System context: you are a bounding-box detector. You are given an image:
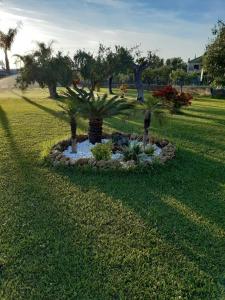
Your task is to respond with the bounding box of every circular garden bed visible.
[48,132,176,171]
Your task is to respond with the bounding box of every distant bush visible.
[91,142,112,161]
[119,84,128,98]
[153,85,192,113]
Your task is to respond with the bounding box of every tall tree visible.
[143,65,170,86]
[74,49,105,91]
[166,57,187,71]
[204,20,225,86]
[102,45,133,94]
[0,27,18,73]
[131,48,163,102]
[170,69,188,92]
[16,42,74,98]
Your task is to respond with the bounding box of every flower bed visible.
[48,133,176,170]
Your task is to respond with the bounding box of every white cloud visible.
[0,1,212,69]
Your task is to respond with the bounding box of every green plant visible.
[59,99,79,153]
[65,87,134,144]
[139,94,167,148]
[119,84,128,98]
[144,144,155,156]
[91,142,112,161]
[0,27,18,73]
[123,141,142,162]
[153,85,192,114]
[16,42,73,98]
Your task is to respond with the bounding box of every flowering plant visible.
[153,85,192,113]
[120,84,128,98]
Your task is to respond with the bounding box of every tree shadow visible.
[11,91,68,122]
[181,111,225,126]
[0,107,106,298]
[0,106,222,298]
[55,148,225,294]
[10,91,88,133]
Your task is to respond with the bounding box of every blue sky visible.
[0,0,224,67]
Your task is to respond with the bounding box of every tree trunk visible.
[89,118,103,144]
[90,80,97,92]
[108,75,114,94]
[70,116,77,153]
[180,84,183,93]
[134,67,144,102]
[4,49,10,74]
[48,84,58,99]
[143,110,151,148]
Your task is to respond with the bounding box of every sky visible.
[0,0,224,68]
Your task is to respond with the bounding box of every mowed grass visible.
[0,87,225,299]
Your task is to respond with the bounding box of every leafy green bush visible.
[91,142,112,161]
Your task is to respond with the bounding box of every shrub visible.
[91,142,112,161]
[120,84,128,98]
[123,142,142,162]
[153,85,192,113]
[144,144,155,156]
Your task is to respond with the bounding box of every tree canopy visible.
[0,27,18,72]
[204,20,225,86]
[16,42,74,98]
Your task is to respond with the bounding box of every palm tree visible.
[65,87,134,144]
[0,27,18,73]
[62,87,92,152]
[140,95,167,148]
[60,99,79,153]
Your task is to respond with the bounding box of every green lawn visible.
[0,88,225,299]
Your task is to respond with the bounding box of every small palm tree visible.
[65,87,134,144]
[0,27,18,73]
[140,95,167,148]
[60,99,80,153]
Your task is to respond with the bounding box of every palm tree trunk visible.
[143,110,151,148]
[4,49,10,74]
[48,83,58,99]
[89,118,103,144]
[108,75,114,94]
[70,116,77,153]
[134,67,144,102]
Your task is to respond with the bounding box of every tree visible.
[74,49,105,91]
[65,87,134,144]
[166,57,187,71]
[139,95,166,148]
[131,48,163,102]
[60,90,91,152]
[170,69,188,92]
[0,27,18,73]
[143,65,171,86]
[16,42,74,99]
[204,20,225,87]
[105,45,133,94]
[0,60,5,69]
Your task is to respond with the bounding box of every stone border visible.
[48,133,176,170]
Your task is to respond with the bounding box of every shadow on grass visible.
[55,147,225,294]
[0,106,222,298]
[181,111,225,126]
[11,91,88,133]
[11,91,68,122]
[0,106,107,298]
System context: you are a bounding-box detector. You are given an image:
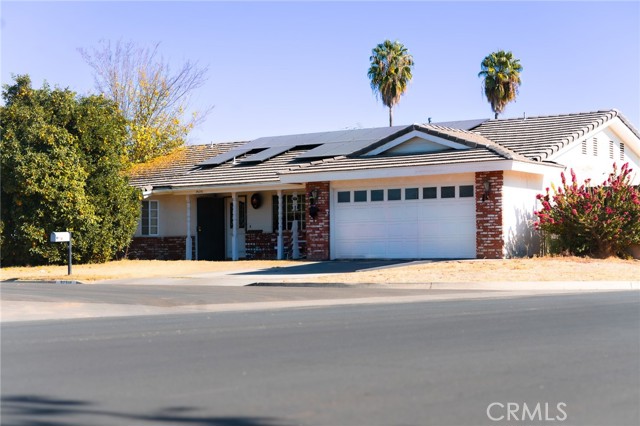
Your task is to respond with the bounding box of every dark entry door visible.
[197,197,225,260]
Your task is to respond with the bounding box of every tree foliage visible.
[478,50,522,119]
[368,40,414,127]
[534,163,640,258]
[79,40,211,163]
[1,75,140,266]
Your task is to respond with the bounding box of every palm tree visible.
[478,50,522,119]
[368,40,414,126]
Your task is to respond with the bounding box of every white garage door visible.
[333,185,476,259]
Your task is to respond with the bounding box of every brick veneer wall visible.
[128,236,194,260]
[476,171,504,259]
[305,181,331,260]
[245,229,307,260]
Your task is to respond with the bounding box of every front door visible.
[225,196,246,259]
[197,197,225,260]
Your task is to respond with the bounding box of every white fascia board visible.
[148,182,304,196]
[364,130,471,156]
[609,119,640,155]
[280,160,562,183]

━━━━━━

## Task requirements
Whatever the records hold apart from pictures should be repeated exactly.

## Exercise answer
System context: you are a bounding-box detector. You are given an image:
Your task is to respond with the bounding box of every circular garden bed visible.
[48,132,176,171]
Your task is to respond with the bounding box of every distant bush visible.
[91,142,112,161]
[119,84,128,98]
[153,85,192,113]
Your task is to respond with the bounding box of every tall tree visible.
[143,65,170,86]
[74,49,105,91]
[166,57,187,71]
[204,20,225,86]
[102,45,133,94]
[0,27,18,73]
[131,48,163,102]
[170,69,188,92]
[16,42,74,98]
Your task is to respond with the bounding box of every flower bed visible.
[48,133,176,170]
Your task is to respond with the bounding box of every white cloud visible.
[0,1,212,69]
Your task is to respond with the bounding box of every green plant visible.
[59,99,79,153]
[65,87,134,144]
[139,94,167,148]
[119,84,128,98]
[144,144,155,156]
[91,142,112,161]
[0,27,18,73]
[123,141,142,162]
[153,85,192,114]
[16,42,73,98]
Your task is to respond with the bounding box of every flowering plant visible.
[153,85,192,113]
[120,84,128,98]
Your task is to respond with the bounding box of every tree shadow visible.
[11,91,68,122]
[181,111,225,126]
[0,107,106,298]
[0,106,222,298]
[55,148,225,294]
[10,91,88,133]
Your task is to respond with the bounding box of every blue sky visible.
[0,0,224,67]
Your task is to respond with the bounding box of every tree trunk visible.
[89,118,103,144]
[90,80,97,92]
[108,75,114,94]
[70,116,77,153]
[180,84,183,93]
[134,67,144,102]
[4,49,10,74]
[48,84,58,99]
[143,110,151,148]
Your task is to respond with the bounding box of every sky visible.
[0,0,224,68]
Your task is to respond with the bounding box of every mowed grass visible.
[0,87,225,299]
Your task is to respond with the bounding box of every leafy green bush visible.
[91,142,112,161]
Your task is to respond with the bounding box of every shrub visible.
[91,142,112,161]
[120,84,128,98]
[123,142,142,162]
[153,85,192,113]
[144,144,155,156]
Your task is to respond with the bounding box of every tree canopy visible.
[0,27,18,72]
[204,20,225,86]
[16,42,74,98]
Your task is to respond with the bounding box of every palm tree visible.
[65,87,134,144]
[0,27,18,73]
[62,87,92,152]
[140,95,167,148]
[60,99,79,153]
Your task is to respond with the bounding box of every green lawn visible.
[0,88,225,299]
Your task is to respond with the bounding box of every small palm tree visible.
[65,87,134,144]
[0,27,18,73]
[140,95,167,148]
[60,99,80,153]
Your task is to respond with the bounding box of every palm tree trunk visible.
[143,110,151,148]
[4,49,10,74]
[48,83,58,99]
[89,118,103,144]
[108,75,114,94]
[70,116,77,153]
[134,67,144,102]
Your task is to respond with the bounding box of every tree visible.
[74,49,105,91]
[65,87,134,144]
[166,57,187,71]
[139,95,166,148]
[131,48,163,102]
[60,90,91,152]
[170,69,188,92]
[0,27,18,73]
[143,65,171,86]
[16,42,74,99]
[204,20,225,87]
[105,45,133,94]
[0,60,5,69]
Your task is to respond with the bounding box of every stone border visible.
[48,133,176,170]
Your task is to respond with the bounding box of every shadow on grass visible.
[55,147,225,294]
[0,106,222,298]
[181,111,225,126]
[11,91,88,133]
[11,91,68,122]
[0,106,107,298]
System context: you are a bounding-box detector. You are given an image:
Your task is to respond with the bounding box of every dark entry door visible.
[197,197,225,260]
Your task is to respond with the bounding box of every tree foliage visible.
[478,50,522,119]
[368,40,414,127]
[534,163,640,258]
[79,40,211,163]
[1,75,140,266]
Your task is to respond with the bounding box of every palm tree visible.
[478,50,522,119]
[368,40,414,126]
Your task is to respond with the bounding box of every white garage door visible.
[333,185,476,259]
Your task is to respond with the bounding box of every brick veneer wall visible.
[128,236,194,260]
[476,171,504,259]
[305,181,331,260]
[245,229,307,260]
Your task is to respond with the bounding box of every front door visible.
[225,196,246,259]
[197,197,225,260]
Your task is to respond with the bounding box of every white fascia board visible.
[148,182,304,196]
[364,130,471,156]
[609,119,640,155]
[280,160,562,183]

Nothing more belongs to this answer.